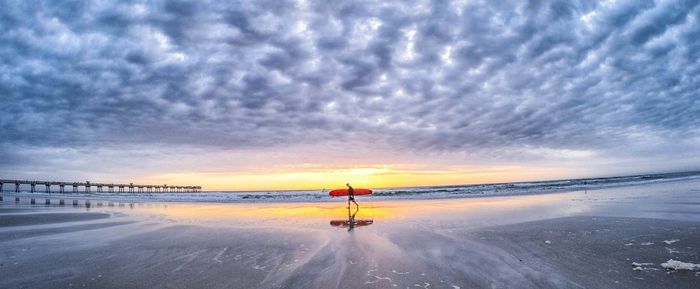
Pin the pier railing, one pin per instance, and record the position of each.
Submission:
(99, 187)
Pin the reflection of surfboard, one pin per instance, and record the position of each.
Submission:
(346, 223)
(344, 192)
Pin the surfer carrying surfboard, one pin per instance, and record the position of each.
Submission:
(351, 196)
(351, 193)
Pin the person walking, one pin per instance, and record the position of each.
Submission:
(351, 196)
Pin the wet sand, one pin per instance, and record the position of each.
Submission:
(594, 239)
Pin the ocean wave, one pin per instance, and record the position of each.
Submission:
(431, 192)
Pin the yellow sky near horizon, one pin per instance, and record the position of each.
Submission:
(380, 176)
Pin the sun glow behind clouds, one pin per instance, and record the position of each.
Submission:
(371, 177)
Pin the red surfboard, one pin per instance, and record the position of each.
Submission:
(346, 223)
(344, 192)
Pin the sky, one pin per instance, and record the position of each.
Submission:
(256, 95)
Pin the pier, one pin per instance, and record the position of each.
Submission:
(75, 187)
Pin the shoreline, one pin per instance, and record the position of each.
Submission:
(281, 197)
(609, 238)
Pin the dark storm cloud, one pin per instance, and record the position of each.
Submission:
(424, 75)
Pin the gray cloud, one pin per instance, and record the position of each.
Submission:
(424, 76)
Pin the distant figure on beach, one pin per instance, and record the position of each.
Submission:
(351, 196)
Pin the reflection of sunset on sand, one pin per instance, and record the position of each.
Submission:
(404, 209)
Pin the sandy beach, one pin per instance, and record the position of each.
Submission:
(610, 238)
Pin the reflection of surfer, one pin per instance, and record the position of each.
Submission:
(351, 196)
(351, 219)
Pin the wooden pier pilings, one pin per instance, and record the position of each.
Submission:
(87, 187)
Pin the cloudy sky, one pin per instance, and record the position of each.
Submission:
(307, 94)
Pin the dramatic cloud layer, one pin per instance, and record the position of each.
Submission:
(500, 79)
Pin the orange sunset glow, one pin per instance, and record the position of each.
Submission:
(373, 177)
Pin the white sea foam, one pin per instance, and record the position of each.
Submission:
(435, 192)
(678, 265)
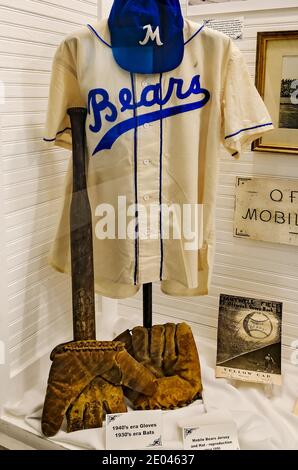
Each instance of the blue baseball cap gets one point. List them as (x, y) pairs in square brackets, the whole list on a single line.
[(147, 35)]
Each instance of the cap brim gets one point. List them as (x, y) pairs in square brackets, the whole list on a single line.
[(150, 59)]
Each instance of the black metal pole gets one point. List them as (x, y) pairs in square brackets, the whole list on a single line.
[(147, 305)]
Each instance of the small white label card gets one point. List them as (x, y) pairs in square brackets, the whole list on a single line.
[(135, 430), (211, 437)]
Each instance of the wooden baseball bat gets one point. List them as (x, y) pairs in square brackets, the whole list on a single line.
[(82, 268)]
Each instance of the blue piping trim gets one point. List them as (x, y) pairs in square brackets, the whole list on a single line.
[(197, 32), (248, 129), (98, 36), (60, 132), (135, 180), (160, 185)]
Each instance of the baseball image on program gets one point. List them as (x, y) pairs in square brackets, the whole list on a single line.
[(249, 339)]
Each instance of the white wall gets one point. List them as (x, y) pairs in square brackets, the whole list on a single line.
[(242, 267), (38, 310)]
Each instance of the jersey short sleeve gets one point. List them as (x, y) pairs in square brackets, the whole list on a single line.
[(64, 93), (244, 114)]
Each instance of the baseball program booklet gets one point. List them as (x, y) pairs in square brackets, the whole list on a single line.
[(249, 340)]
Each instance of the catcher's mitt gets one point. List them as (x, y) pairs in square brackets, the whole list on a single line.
[(85, 382), (169, 352)]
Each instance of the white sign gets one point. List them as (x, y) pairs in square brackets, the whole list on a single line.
[(232, 27), (266, 209), (136, 430), (211, 437)]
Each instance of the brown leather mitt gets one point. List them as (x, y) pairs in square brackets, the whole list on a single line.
[(170, 353), (85, 382)]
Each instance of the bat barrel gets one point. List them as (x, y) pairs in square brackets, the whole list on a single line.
[(82, 267)]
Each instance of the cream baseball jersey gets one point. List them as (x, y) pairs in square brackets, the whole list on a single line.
[(152, 140)]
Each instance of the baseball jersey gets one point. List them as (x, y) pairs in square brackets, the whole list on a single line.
[(153, 140)]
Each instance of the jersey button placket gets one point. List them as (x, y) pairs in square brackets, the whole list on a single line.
[(148, 180)]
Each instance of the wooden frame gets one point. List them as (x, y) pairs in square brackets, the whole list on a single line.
[(237, 6), (269, 143)]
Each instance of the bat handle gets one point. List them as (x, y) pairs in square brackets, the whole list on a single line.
[(82, 267), (147, 305)]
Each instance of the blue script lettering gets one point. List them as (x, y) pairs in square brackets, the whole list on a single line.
[(99, 106), (99, 101)]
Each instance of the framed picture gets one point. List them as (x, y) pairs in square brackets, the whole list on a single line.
[(277, 82), (210, 7)]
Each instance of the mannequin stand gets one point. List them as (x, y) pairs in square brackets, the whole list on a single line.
[(147, 305)]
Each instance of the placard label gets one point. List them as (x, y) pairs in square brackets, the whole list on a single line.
[(135, 430)]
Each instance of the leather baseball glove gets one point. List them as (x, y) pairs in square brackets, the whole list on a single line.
[(169, 352), (85, 382)]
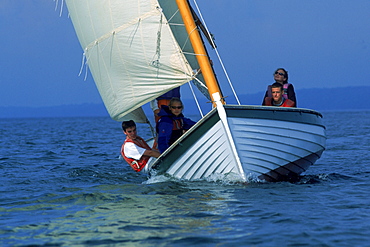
+ + + + + + +
Every line that holds the word "glow" should be copied from the records.

- _ANSWER BOX_
Pin the sun glow behind clouds, one pin per instance, and record the position of each.
Pin the orange sunset glow, one pin per instance, and record the position of each.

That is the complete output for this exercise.